- **WHAT TO DO**: Repeat every one of the following records with "measured from the top-left corner" swapped for "counted from the upper-left corner", leaving everything else unchanged.

- **RECORDS FOR THE TASK**:
----

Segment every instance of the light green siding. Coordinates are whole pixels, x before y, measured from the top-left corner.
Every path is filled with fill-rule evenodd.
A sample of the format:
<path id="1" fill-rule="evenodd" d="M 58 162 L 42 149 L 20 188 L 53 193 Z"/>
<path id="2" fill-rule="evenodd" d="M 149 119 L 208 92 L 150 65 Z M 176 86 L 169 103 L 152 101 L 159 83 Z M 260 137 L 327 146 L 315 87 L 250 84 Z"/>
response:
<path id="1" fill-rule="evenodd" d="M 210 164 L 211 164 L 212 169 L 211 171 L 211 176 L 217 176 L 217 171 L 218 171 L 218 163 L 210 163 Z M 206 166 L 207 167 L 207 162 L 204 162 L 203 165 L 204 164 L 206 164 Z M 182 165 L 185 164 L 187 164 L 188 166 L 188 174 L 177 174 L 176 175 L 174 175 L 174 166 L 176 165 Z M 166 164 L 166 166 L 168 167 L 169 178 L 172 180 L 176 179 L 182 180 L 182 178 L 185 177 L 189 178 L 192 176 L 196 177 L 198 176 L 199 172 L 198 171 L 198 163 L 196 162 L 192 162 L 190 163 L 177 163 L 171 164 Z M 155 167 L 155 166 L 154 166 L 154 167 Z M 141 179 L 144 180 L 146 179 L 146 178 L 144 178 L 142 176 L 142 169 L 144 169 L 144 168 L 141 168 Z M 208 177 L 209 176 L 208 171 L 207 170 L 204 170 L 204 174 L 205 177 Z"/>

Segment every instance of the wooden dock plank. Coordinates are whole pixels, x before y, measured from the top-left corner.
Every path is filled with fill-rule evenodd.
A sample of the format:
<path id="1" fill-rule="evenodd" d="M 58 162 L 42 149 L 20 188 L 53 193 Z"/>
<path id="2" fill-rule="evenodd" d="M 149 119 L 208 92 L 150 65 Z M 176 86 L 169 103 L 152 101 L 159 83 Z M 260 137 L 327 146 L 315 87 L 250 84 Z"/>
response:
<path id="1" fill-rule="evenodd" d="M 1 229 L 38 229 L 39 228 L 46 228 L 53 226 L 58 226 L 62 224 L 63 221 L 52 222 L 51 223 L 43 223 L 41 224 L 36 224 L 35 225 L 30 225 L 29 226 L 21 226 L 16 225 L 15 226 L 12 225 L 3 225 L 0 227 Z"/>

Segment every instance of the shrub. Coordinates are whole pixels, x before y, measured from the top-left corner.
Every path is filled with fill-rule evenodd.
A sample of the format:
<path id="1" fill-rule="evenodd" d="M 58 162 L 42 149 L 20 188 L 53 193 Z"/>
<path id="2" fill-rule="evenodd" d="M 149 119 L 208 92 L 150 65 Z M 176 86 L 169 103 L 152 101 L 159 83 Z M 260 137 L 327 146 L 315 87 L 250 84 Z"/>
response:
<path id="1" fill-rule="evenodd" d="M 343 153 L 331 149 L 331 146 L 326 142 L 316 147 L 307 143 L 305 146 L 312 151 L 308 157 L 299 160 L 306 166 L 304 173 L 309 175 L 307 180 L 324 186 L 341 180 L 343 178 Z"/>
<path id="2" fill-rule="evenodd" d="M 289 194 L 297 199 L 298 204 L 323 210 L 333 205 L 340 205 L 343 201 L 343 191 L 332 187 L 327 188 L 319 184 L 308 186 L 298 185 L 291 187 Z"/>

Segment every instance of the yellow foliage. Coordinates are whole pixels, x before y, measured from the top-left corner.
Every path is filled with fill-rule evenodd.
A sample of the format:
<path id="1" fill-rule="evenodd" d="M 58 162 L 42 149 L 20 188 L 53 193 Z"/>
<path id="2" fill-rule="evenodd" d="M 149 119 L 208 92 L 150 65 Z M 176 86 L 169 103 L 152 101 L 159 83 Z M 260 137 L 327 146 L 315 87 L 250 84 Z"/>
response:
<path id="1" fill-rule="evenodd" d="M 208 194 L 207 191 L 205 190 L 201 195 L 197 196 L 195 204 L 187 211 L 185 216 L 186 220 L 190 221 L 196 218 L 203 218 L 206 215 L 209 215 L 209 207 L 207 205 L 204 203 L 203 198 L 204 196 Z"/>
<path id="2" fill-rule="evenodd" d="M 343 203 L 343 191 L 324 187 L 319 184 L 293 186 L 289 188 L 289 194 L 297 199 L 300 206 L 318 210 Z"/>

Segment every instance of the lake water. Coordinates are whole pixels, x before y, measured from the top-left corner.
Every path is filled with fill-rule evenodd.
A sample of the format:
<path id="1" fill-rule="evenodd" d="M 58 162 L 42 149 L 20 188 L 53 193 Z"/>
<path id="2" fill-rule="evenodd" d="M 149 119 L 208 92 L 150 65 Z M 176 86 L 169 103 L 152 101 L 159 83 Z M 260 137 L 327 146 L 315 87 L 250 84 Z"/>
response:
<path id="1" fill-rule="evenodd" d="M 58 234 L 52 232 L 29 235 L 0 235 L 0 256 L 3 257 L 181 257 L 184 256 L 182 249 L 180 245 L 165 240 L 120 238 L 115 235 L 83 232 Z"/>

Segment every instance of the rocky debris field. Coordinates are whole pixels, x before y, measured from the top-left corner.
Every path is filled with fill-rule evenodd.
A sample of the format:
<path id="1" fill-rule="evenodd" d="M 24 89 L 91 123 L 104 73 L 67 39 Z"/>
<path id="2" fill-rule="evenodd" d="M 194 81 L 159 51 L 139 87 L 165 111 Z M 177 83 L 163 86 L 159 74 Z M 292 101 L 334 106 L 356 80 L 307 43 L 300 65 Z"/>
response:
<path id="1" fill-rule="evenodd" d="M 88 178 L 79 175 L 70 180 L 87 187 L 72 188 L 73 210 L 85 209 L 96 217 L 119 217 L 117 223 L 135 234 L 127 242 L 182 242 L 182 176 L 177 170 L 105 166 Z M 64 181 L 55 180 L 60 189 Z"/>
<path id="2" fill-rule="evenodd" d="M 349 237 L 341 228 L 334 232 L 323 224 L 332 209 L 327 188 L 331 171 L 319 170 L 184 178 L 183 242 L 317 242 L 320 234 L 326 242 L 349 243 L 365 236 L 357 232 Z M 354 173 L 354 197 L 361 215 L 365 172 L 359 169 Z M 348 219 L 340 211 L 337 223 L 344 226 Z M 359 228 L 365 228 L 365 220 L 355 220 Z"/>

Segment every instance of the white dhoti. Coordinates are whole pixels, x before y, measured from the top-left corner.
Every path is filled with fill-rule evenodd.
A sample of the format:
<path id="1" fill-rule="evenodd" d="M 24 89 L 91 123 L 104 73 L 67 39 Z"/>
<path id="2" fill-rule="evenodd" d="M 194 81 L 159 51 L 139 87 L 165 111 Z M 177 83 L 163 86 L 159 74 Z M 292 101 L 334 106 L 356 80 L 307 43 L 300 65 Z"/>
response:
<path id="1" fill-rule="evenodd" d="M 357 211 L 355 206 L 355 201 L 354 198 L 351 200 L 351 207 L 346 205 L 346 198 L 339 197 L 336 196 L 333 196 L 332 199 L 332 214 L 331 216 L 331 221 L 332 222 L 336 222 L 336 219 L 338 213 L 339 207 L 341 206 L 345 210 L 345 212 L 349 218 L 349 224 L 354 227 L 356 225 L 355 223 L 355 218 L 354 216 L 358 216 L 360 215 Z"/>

----

- **FINISHED TASK**:
Segment every instance of the light green siding. Coordinates are whole pixels, x before y, counted from the upper-left corner.
Every path is filled with fill-rule evenodd.
A sample of the format:
<path id="1" fill-rule="evenodd" d="M 58 162 L 42 149 L 20 188 L 53 193 Z"/>
<path id="2" fill-rule="evenodd" d="M 149 119 L 208 92 L 150 65 Z M 176 86 L 169 103 L 152 101 L 159 83 Z M 260 137 L 327 146 L 315 87 L 250 84 Z"/>
response:
<path id="1" fill-rule="evenodd" d="M 210 164 L 211 164 L 212 169 L 211 171 L 211 176 L 217 176 L 217 171 L 218 171 L 218 163 L 210 163 Z M 206 166 L 207 167 L 207 162 L 204 162 L 203 165 L 204 164 L 206 164 Z M 182 165 L 185 164 L 187 164 L 188 166 L 188 174 L 177 174 L 176 175 L 174 175 L 174 166 L 176 165 Z M 166 164 L 166 166 L 168 167 L 169 178 L 172 180 L 176 179 L 182 180 L 182 178 L 185 177 L 189 178 L 192 176 L 196 177 L 198 176 L 199 172 L 198 171 L 198 163 L 196 162 L 192 162 L 190 163 L 177 163 L 171 164 Z M 155 167 L 155 166 L 154 166 L 154 167 Z M 141 179 L 144 180 L 146 179 L 146 178 L 144 178 L 142 176 L 142 169 L 144 169 L 144 168 L 141 168 Z M 208 177 L 209 176 L 208 171 L 207 170 L 204 170 L 204 174 L 205 177 Z"/>

Segment every instance of the wooden dock plank. Coordinates are whole pixels, x before y, counted from the upper-left corner.
Every path is filled with fill-rule evenodd.
A sample of the format:
<path id="1" fill-rule="evenodd" d="M 58 162 L 42 149 L 20 188 L 53 193 Z"/>
<path id="2" fill-rule="evenodd" d="M 149 119 L 208 92 L 150 65 Z M 176 86 L 169 103 L 152 101 L 159 83 Z M 260 137 L 327 146 L 315 87 L 250 84 Z"/>
response:
<path id="1" fill-rule="evenodd" d="M 1 229 L 38 229 L 39 228 L 46 228 L 53 226 L 58 226 L 62 224 L 63 221 L 52 222 L 51 223 L 43 223 L 41 224 L 36 224 L 35 225 L 30 225 L 29 226 L 21 226 L 16 225 L 15 226 L 12 225 L 3 225 L 0 227 Z"/>

Segment every instance of the shrub. Coordinates are whole pixels, x before y, counted from the upper-left corner.
Every path is filled with fill-rule evenodd.
A sample of the format:
<path id="1" fill-rule="evenodd" d="M 58 162 L 42 149 L 20 188 L 53 193 Z"/>
<path id="2" fill-rule="evenodd" d="M 149 119 L 208 92 L 150 65 Z M 176 86 L 169 103 L 152 101 L 159 83 Z M 260 137 L 327 146 L 315 87 L 250 84 Z"/>
response:
<path id="1" fill-rule="evenodd" d="M 343 153 L 331 149 L 331 146 L 326 142 L 316 147 L 307 143 L 305 146 L 312 151 L 308 157 L 299 160 L 306 166 L 304 173 L 309 175 L 307 180 L 324 186 L 341 180 L 343 178 Z"/>
<path id="2" fill-rule="evenodd" d="M 289 194 L 297 199 L 298 204 L 323 210 L 333 205 L 340 205 L 343 201 L 343 191 L 332 187 L 327 188 L 319 184 L 308 186 L 298 185 L 291 187 Z"/>

Segment every instance of the yellow foliage. Coordinates are whole pixels, x before y, counted from the upper-left corner.
Every path is filled with fill-rule evenodd.
A sample of the format:
<path id="1" fill-rule="evenodd" d="M 58 162 L 42 149 L 20 188 L 53 193 Z"/>
<path id="2" fill-rule="evenodd" d="M 149 119 L 208 92 L 150 65 Z M 176 86 L 169 103 L 152 101 L 159 83 Z M 260 137 L 327 146 L 315 87 L 250 84 Z"/>
response:
<path id="1" fill-rule="evenodd" d="M 208 194 L 207 191 L 205 190 L 201 195 L 197 196 L 195 204 L 187 211 L 185 216 L 186 220 L 190 221 L 196 218 L 203 218 L 206 215 L 209 215 L 209 207 L 207 205 L 204 203 L 203 198 L 204 196 Z"/>
<path id="2" fill-rule="evenodd" d="M 343 203 L 343 191 L 324 187 L 319 184 L 293 186 L 289 188 L 289 194 L 297 199 L 300 206 L 318 210 Z"/>

Segment every instance of the lake water. Coordinates are whole pixels, x before y, counted from the upper-left corner.
Every path is filled with fill-rule evenodd.
A sample of the format:
<path id="1" fill-rule="evenodd" d="M 58 162 L 42 149 L 20 188 L 53 193 Z"/>
<path id="2" fill-rule="evenodd" d="M 149 119 L 208 92 L 150 65 Z M 176 86 L 169 103 L 152 101 L 159 83 Z M 260 137 L 327 146 L 315 87 L 250 84 Z"/>
response:
<path id="1" fill-rule="evenodd" d="M 58 234 L 52 232 L 29 235 L 0 235 L 0 256 L 3 257 L 181 257 L 184 256 L 182 249 L 180 245 L 165 240 L 120 238 L 115 235 L 83 232 Z"/>

Segment every instance of the rocky debris field. Coordinates are whole pixels, x before y, counted from the upper-left corner.
Every path is filled with fill-rule evenodd.
A sample of the format:
<path id="1" fill-rule="evenodd" d="M 24 89 L 91 123 L 104 73 L 67 39 Z"/>
<path id="2" fill-rule="evenodd" d="M 194 81 L 159 51 L 139 87 L 165 111 Z M 177 83 L 163 86 L 159 74 Z M 292 101 L 334 106 L 356 80 L 307 43 L 300 65 Z"/>
response:
<path id="1" fill-rule="evenodd" d="M 88 178 L 79 175 L 70 180 L 87 187 L 72 188 L 73 210 L 85 209 L 96 217 L 119 217 L 117 223 L 135 234 L 127 242 L 182 242 L 182 176 L 177 170 L 105 166 Z M 64 181 L 55 180 L 60 189 Z"/>
<path id="2" fill-rule="evenodd" d="M 349 237 L 341 228 L 334 232 L 323 224 L 332 209 L 327 188 L 331 171 L 319 170 L 184 178 L 183 242 L 317 242 L 320 234 L 326 242 L 349 243 L 365 236 L 357 232 Z M 354 173 L 354 197 L 361 215 L 365 172 L 359 169 Z M 348 219 L 340 211 L 337 223 L 344 226 Z M 359 228 L 365 228 L 365 220 L 355 220 Z"/>

Segment every instance of the white dhoti. Coordinates are whole pixels, x before y, counted from the upper-left corner.
Every path is filled with fill-rule evenodd.
A sample of the format:
<path id="1" fill-rule="evenodd" d="M 24 89 L 91 123 L 104 73 L 67 39 Z"/>
<path id="2" fill-rule="evenodd" d="M 194 81 L 159 51 L 139 87 L 165 111 Z M 177 83 L 163 86 L 159 74 Z M 292 101 L 334 106 L 356 80 L 307 43 L 300 65 Z"/>
response:
<path id="1" fill-rule="evenodd" d="M 357 211 L 355 206 L 355 201 L 354 198 L 351 200 L 351 207 L 346 205 L 346 198 L 339 197 L 336 196 L 333 196 L 332 199 L 332 214 L 331 216 L 331 221 L 332 222 L 336 222 L 336 219 L 338 213 L 339 207 L 341 206 L 345 210 L 345 212 L 349 218 L 349 224 L 354 227 L 356 225 L 355 223 L 355 218 L 354 216 L 358 216 L 360 215 Z"/>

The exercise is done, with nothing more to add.